> _Record extracts_:
━━━━━━━━━━━━━━━━━━━━

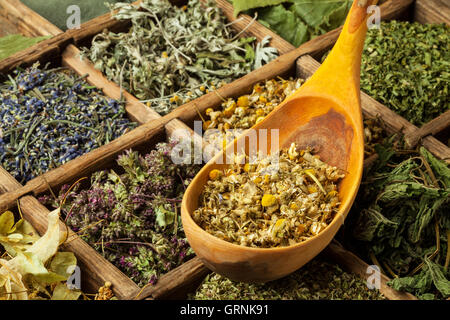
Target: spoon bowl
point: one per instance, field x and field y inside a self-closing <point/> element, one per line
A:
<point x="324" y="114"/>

━━━━━━━━━━━━━━━━━━━━

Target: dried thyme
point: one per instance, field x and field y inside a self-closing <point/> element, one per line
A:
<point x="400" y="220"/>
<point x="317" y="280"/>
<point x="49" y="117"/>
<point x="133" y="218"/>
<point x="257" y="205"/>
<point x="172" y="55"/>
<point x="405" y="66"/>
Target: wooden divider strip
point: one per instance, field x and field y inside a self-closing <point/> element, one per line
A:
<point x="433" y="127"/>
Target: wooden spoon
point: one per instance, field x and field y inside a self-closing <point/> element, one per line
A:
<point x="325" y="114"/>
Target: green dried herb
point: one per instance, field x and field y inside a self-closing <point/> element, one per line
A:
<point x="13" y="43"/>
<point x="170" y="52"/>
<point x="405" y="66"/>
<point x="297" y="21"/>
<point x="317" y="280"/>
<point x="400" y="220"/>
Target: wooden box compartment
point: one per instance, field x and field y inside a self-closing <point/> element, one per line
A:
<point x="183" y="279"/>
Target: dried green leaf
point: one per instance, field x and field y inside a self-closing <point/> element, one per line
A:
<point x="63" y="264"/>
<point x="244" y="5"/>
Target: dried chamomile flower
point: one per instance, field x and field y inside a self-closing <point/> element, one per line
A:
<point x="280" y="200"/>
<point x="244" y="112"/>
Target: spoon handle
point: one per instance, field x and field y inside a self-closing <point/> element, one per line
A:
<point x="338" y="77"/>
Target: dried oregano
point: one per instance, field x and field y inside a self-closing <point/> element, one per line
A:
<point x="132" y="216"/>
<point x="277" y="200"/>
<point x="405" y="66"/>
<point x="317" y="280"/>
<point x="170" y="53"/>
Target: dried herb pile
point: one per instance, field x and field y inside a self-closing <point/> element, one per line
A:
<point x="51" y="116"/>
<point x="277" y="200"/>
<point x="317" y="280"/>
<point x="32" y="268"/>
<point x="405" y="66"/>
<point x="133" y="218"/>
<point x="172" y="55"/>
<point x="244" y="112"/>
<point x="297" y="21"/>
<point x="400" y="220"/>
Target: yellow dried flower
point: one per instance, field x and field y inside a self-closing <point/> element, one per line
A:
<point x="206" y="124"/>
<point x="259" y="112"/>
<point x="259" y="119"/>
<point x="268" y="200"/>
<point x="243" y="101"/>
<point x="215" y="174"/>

━━━━━━━━━━━━━━━━━━━━

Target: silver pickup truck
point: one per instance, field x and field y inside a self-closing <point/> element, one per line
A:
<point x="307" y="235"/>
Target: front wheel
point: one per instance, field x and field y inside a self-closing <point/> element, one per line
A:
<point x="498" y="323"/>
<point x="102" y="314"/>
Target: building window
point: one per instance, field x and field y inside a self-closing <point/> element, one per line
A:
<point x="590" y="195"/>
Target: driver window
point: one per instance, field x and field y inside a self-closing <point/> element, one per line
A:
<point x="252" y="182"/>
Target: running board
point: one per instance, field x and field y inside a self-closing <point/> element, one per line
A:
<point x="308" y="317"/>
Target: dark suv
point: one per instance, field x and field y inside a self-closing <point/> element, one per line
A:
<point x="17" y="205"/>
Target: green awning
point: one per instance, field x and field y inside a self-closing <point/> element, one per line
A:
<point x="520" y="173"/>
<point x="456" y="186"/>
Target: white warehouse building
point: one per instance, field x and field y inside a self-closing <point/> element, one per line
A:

━━━━━━━━━━━━━━━━━━━━

> _Task description_: Count the lines in the records above that contain the string "window", treating uppercase and lowercase letters as distinct. Give only the number.

> _Exercise solution_: 2